# Data shown:
* * *

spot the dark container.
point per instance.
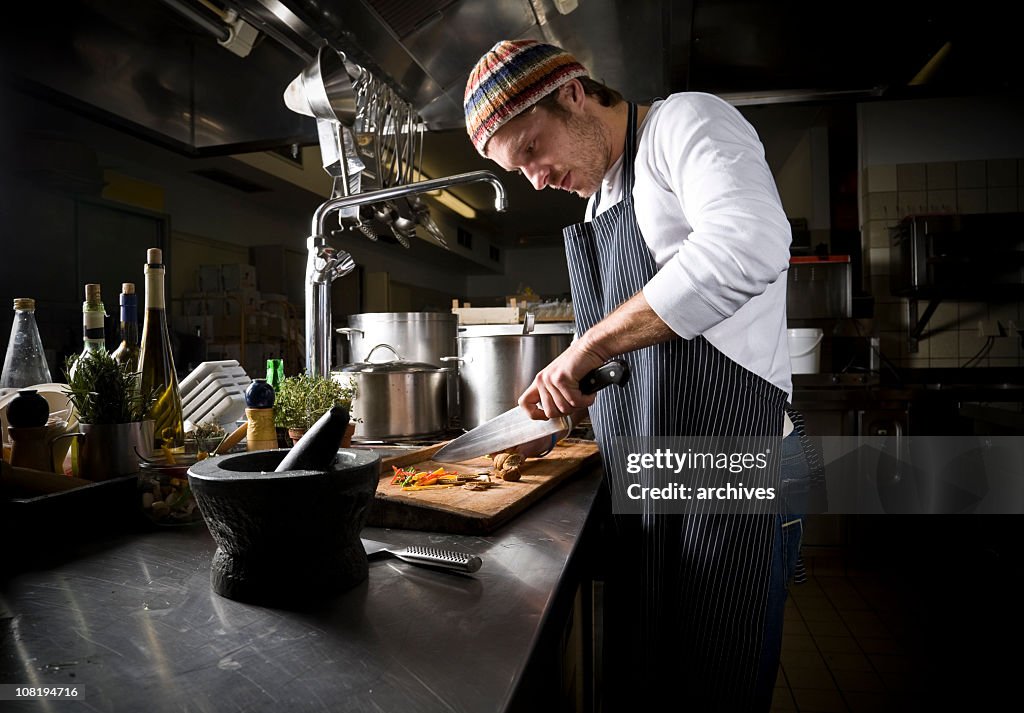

* * *

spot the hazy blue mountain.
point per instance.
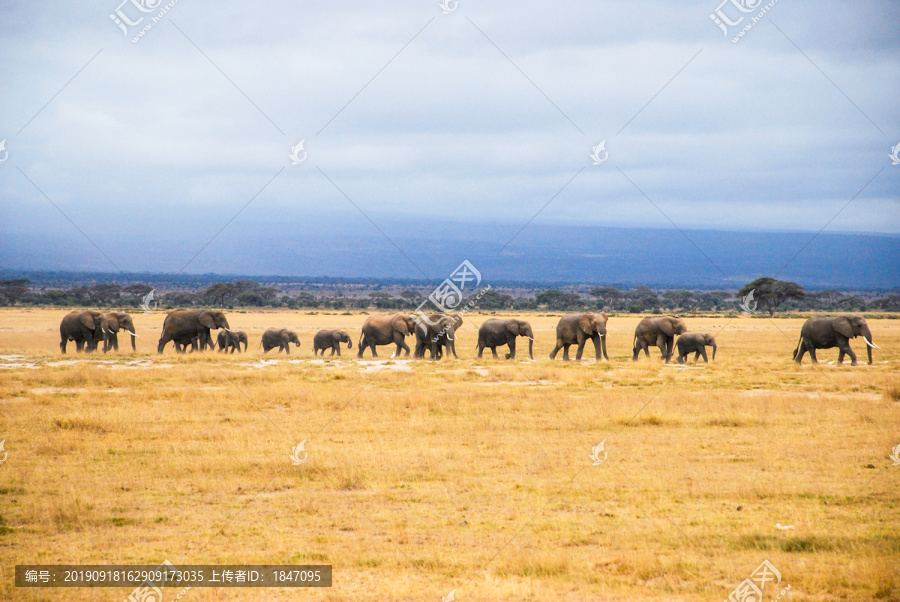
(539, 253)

* * *

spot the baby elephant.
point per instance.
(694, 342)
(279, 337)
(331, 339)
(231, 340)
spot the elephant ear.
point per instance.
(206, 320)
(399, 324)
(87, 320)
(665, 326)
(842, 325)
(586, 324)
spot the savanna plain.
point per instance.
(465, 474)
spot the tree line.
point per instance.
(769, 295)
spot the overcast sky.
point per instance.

* * *

# Given exercise:
Locate every line in the rows above that contains the word "elephant", and copy each such line.

# Solution to the exercise:
spot the baby elephant.
spot the elephant ear.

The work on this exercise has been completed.